▶ _TEXTAUSZUG_:
■ ■ ■ ■ ■
Das Buch handelt von einem Jungen, der gestorben ist, Jonas, acht Jahre alt. Sein elfjähriger Bruder Ben vermisst ihn und muss auf einmal mit seiner Mutter alleine zurechtkommen. Wie die beiden trauern, sich regelrecht beibringen, ohne Jonas weiterzuleben, das hat mich sehr beeindruckt. Ben macht sich viele Gedanken, so wie Heranwachsende das tun. Er stellt Fragen - wo sein kleiner Bruder ist und ob er selbst jetzt auch sterben muss. Er spricht aus, was er nicht versteht. Und er hört genau zu, was der Pfarrer bei der Beerdigung sagt.

Der Pfarrer zankt mit Gott und unterstellt ihm, dass er sich nicht für uns interessiert. Er sagt, dass er nicht die passenden Worte findet. Stattdessen liest er den 23. Psalm aus dem Alten Testament der Bibel vor: Der Herr ist mein Hirte ... dein Stecken und Stab trösten mich. Ben wundert sich, dass der Pfarrer das nicht auswendig kann. Als er dann noch behauptet, dass Jonas ihm fehlt, ärgert sich Ben sehr, schließlich hat er ihn gar nicht gekannt.
■ ■ ■ ■ ■
Auszüge aus einem Datensatz
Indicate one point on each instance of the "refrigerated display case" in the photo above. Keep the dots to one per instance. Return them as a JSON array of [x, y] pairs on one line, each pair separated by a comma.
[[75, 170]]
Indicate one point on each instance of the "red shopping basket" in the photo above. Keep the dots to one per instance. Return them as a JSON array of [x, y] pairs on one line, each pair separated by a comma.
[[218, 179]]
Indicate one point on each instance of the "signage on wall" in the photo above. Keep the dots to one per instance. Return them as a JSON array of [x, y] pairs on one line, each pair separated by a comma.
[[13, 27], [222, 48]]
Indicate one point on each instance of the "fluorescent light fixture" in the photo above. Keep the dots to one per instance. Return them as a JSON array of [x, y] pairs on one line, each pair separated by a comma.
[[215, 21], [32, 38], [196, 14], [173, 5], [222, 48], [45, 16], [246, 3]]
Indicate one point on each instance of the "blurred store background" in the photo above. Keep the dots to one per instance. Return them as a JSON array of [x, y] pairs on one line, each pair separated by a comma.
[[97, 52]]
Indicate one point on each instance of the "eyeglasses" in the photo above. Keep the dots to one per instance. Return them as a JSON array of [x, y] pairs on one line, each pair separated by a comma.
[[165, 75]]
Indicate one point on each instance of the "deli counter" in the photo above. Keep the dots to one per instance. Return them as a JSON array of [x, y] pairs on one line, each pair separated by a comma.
■ ■ ■ ■ ■
▶ _AUFGABEN_:
1/ Kannst du den Absatz im Text über Ben und Jonas, der mit „Der Pfarrer zankt mit Gott“ beginnt, kürzer als Liste wiedergeben und dabei die wesentlichen Fakten behalten?
2/ Kannst du aus dem Text über Ben und Jonas alles von „Das Buch handelt“ bis hinunter zu „der Beerdigung sagt.“ wortgetreu wiederholen?
3/ Wie geht der Text über Ben und Jonas nach seinem letzten Satz weiter? Schreib die Fortsetzung.

▶ _ANTWORTEN_:
1/
- Der Pfarrer zankt mit Gott und wirft ihm vor, sich nicht für uns zu interessieren.
- Er sagt, er finde nicht die passenden Worte, und liest stattdessen den 23. Psalm vor.
- Ben wundert sich, dass der Pfarrer den Psalm nicht auswendig kann.
- Die Behauptung des Pfarrers, Jonas fehle ihm, ärgert Ben sehr, denn der Pfarrer hat Jonas gar nicht gekannt.

2/
Das Buch handelt von einem Jungen, der gestorben ist, Jonas, acht Jahre alt. Sein elfjähriger Bruder Ben vermisst ihn und muss auf einmal mit seiner Mutter alleine zurechtkommen. Wie die beiden trauern, sich regelrecht beibringen, ohne Jonas weiterzuleben, das hat mich sehr beeindruckt. Ben macht sich viele Gedanken, so wie Heranwachsende das tun. Er stellt Fragen - wo sein kleiner Bruder ist und ob er selbst jetzt auch sterben muss. Er spricht aus, was er nicht versteht. Und er hört genau zu, was der Pfarrer bei der Beerdigung sagt.

3/
Ich frage mich: Ist es so? Hören Trauernde so die Worte des Pfarrers? Sprechen meine Kollegen und ich so - die immer gleichen Formeln, Worthülsen, Banalitäten? Und wirkt sogar noch das Nachdenken wie eine Show? Das wäre fatal.

Einer, der mitfühlend über den Tod spricht, erreicht die Menschen. Die Zuhörer spüren, ob das, was der Pfarrer sagt, ehrlich gemeint ist, oder ob ihm die Worte wie gedroschenes Stroh über die Lippen kommen.

Ben, der Bruder des gestorbenen Jonas, hat es offenbar so empfunden: Da ist was faul. Der Pfarrer tut nur so. Was er sagt und macht, ist nicht echt. Und ganz schnell überträgt er den Eindruck des Pfarrers auf Gott selbst. Was mit Gott zu tun hat, ist alles nicht echt. Gott ist auch: faul. Er interessiert sich nicht für seinen toten Bruder Jonas. Er will fertig werden, weil ihm das alles lästig und zu viel ist. Er will nichts mehr davon hören. Gott ist ganz weit weg.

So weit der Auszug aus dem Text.